Task to complete:
Copy out once more, exactly, the line with "driver in white" and all the lines after it, up to the last line of the data.

═════ Data shown

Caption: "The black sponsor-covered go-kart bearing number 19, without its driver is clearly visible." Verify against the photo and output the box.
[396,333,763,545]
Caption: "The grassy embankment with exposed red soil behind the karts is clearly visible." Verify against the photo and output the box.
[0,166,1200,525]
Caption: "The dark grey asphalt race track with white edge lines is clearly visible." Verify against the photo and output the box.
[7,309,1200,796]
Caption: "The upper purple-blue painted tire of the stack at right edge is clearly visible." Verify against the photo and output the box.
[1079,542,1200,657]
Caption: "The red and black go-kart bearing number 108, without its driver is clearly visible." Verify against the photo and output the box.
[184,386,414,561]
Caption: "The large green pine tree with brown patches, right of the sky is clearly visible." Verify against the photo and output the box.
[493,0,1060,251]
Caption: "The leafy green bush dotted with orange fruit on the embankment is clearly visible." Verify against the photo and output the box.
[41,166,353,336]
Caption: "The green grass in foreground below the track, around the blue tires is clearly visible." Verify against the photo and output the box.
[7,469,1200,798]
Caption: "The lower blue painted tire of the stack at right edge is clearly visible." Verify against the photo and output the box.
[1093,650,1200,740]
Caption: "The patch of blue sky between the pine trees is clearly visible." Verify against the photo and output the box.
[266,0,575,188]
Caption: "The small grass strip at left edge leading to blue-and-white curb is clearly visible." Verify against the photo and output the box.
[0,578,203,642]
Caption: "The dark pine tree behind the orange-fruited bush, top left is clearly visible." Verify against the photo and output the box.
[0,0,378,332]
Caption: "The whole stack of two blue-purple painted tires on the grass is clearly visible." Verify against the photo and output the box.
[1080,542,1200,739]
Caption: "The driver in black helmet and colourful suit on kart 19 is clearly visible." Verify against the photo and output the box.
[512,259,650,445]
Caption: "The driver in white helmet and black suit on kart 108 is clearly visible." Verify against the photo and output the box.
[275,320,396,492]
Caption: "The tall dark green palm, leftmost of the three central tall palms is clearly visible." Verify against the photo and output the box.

══════════

Written solution:
Caption: "The driver in white helmet and black suit on kart 108 is clearly visible." Verify against the photo and output the box.
[275,320,396,492]
Caption: "The tall dark green palm, leftmost of the three central tall palms is clearly visible." Verify against the photo and output the box.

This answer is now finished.